Can you spot the difference? Can you tell which professional needs six layers of management and bosses in order to do anything useful, and which one IS the boss?
The Conundrum of Entry Level Efficiencers
The programming world of tomorrow is one in which we, as software developers, stop being the least important people in the software development industry. In my book, and in general, I propose a future in which efficiencer firms, structured like law firms, consist of efficiencers (professional automaters) who call the shots and delegate things like project management (status reporting and schedule coordinating) to subordinates, instead of superiors.
That has resonated with a lot of people. People like the vision in general, but it leaves a lot of folks wondering about the question that is the subject of this post.
What does entry-level efficiencer-hood look like?
The Efficiencer Career Plan in the Short to Medium Term
I won't bury the lede any further. I'll answer the reader question here, in this section. What will follow for probably thousands of words after that is an explanation and the pot-stirring controversy that I mentioned. You'll see why I need to explain further after reading the efficiencer career path.
- Skip a CS program, because that's not worth the investment anymore.
- Do whatever is necessary to get yourself an entry-level programming job (Boot camp, lateral transition, self-taught, whatever),
- Spend 2-4 years as a corporate programmer in a few jobs, where you get paid to learn programming. This is kind of like a doctor's residency: you're an actual programmer in the wild, but also a student.

____

_Short exercise 1:_ Please reproduce the listing verbatim from the line with "Target: blurred city background" to its final line.
The efficiencer career passage and the listing are unrelated material.

____

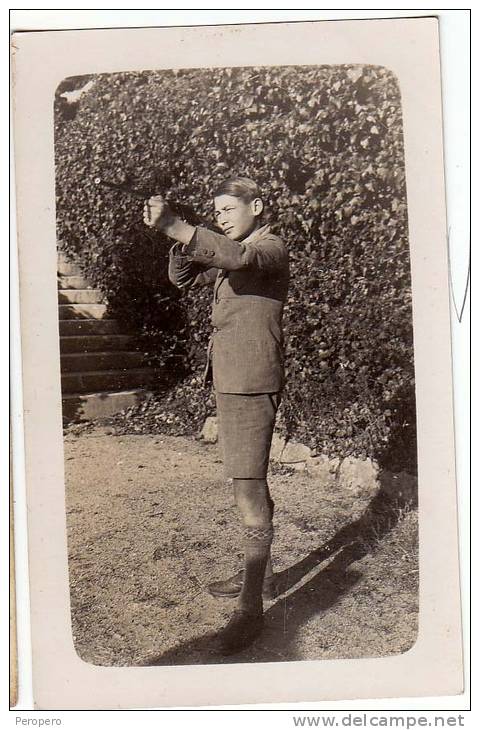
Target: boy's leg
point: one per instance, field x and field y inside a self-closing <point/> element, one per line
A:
<point x="256" y="509"/>
<point x="254" y="504"/>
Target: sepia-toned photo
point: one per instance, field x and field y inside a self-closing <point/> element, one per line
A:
<point x="280" y="194"/>
<point x="247" y="439"/>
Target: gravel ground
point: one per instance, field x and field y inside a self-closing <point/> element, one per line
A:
<point x="151" y="521"/>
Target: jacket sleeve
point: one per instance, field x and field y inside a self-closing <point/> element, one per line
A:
<point x="184" y="273"/>
<point x="266" y="254"/>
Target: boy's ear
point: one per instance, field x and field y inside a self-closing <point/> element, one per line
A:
<point x="257" y="206"/>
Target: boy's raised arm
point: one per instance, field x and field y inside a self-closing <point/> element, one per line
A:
<point x="208" y="247"/>
<point x="211" y="249"/>
<point x="184" y="273"/>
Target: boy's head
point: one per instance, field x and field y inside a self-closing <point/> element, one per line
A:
<point x="238" y="207"/>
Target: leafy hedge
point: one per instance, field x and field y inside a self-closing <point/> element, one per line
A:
<point x="325" y="144"/>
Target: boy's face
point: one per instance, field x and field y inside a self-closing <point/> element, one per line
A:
<point x="235" y="218"/>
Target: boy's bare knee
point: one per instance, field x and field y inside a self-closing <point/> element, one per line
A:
<point x="253" y="502"/>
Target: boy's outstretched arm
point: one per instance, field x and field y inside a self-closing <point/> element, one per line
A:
<point x="184" y="273"/>
<point x="213" y="249"/>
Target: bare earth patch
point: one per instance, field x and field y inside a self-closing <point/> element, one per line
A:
<point x="151" y="521"/>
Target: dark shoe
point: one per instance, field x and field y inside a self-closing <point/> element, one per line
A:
<point x="241" y="631"/>
<point x="231" y="587"/>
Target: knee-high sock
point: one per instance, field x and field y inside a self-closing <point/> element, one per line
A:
<point x="257" y="541"/>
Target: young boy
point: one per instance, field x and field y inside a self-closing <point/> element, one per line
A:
<point x="248" y="265"/>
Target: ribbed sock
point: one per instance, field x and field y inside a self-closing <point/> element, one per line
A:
<point x="257" y="541"/>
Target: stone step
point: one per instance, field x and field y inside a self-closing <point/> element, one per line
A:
<point x="72" y="282"/>
<point x="94" y="343"/>
<point x="106" y="380"/>
<point x="66" y="266"/>
<point x="88" y="406"/>
<point x="82" y="311"/>
<point x="80" y="296"/>
<point x="70" y="327"/>
<point x="81" y="362"/>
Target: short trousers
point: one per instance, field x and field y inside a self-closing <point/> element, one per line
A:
<point x="245" y="429"/>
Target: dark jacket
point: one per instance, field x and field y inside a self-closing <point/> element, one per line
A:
<point x="250" y="287"/>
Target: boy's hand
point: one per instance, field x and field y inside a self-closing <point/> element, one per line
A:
<point x="156" y="212"/>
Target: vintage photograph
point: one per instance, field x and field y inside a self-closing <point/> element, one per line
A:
<point x="237" y="364"/>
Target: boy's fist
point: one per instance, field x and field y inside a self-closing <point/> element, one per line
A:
<point x="156" y="212"/>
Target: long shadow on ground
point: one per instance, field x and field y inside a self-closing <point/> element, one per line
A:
<point x="325" y="587"/>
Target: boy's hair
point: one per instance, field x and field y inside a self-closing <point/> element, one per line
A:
<point x="239" y="187"/>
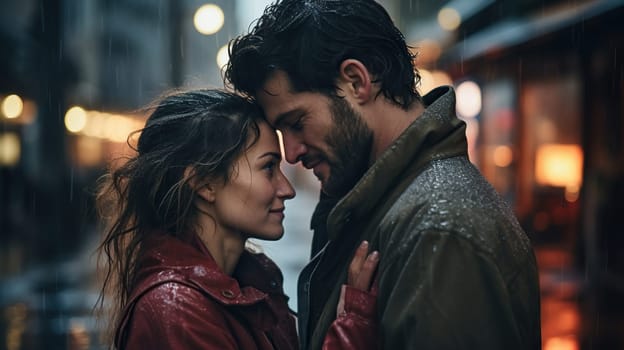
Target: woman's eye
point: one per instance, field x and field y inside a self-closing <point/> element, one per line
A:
<point x="297" y="125"/>
<point x="269" y="166"/>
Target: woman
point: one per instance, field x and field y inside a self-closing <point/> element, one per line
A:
<point x="204" y="179"/>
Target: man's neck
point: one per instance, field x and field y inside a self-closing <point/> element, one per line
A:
<point x="390" y="122"/>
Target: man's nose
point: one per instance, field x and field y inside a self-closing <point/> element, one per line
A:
<point x="293" y="148"/>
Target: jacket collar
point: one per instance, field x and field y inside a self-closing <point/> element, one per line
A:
<point x="170" y="259"/>
<point x="436" y="134"/>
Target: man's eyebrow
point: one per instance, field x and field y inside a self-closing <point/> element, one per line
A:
<point x="272" y="155"/>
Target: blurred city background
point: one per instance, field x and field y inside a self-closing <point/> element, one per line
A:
<point x="540" y="84"/>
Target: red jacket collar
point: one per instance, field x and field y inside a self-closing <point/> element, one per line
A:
<point x="170" y="259"/>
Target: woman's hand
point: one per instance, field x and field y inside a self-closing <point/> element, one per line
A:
<point x="361" y="272"/>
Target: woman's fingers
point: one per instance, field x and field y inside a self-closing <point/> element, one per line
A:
<point x="367" y="272"/>
<point x="357" y="262"/>
<point x="362" y="267"/>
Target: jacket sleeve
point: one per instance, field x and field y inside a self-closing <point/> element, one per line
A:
<point x="356" y="327"/>
<point x="174" y="316"/>
<point x="442" y="292"/>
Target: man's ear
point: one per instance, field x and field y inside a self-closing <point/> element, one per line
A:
<point x="354" y="79"/>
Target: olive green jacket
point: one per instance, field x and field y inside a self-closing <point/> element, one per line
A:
<point x="456" y="269"/>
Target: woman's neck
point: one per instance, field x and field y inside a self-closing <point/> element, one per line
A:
<point x="225" y="247"/>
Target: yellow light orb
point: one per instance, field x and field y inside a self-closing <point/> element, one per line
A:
<point x="12" y="106"/>
<point x="449" y="19"/>
<point x="10" y="149"/>
<point x="468" y="99"/>
<point x="208" y="19"/>
<point x="503" y="156"/>
<point x="75" y="119"/>
<point x="223" y="56"/>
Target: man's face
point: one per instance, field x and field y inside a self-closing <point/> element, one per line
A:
<point x="322" y="132"/>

____

_Short exercise 2:_ Write out the efficiencer career passage word for word from "That has resonated" to "the investment anymore.".

_Exercise output 1:_
Target: blurred city background
point: one per instance, field x and field y inside a self-closing <point/> element, one per line
A:
<point x="540" y="84"/>
Target: red jacket collar
point: one per instance, field x and field y inside a self-closing <point/> element, one per line
A:
<point x="170" y="259"/>
Target: woman's hand
point: one per instance, field x and field y inside a self-closing <point/> element, one per line
A:
<point x="361" y="272"/>
Target: woman's fingers
point: one per instance, field x and field y inside a self-closing <point/> element, one per line
A:
<point x="367" y="272"/>
<point x="357" y="262"/>
<point x="362" y="267"/>
Target: jacket sleeve
point: one per instance, field x and field y inside a self-closing <point/> element, one per line
A:
<point x="356" y="327"/>
<point x="174" y="316"/>
<point x="442" y="292"/>
Target: man's ear
point: one per instance, field x and field y inside a self-closing <point/> element, one per line
A:
<point x="354" y="79"/>
Target: olive green jacket
point: one per instance, field x and field y inside a self-closing <point/> element, one per line
A:
<point x="456" y="269"/>
Target: woman's neck
point: one per instance, field x and field y inside a self-closing <point/> element, one per line
A:
<point x="225" y="247"/>
Target: yellow light orb
point: one per instance, field x and field y inside a self-closing <point/> element, one per line
A:
<point x="12" y="106"/>
<point x="449" y="19"/>
<point x="10" y="149"/>
<point x="468" y="99"/>
<point x="208" y="19"/>
<point x="503" y="156"/>
<point x="75" y="119"/>
<point x="223" y="56"/>
Target: man's face
point: one per instance, field x and field y inside a self-closing <point/> element, one per line
A:
<point x="322" y="132"/>

_Exercise output 2:_
That has resonated with a lot of people. People like the vision in general, but it leaves a lot of folks wondering about the question that is the subject of this post.
What does entry-level efficiencer-hood look like?
The Efficiencer Career Plan in the Short to Medium Term
I won't bury the lede any further. I'll answer the reader question here, in this section. What will follow for probably thousands of words after that is an explanation and the pot-stirring controversy that I mentioned. You'll see why I need to explain further after reading the efficiencer career path.
- Skip a CS program, because that's not worth the investment anymore.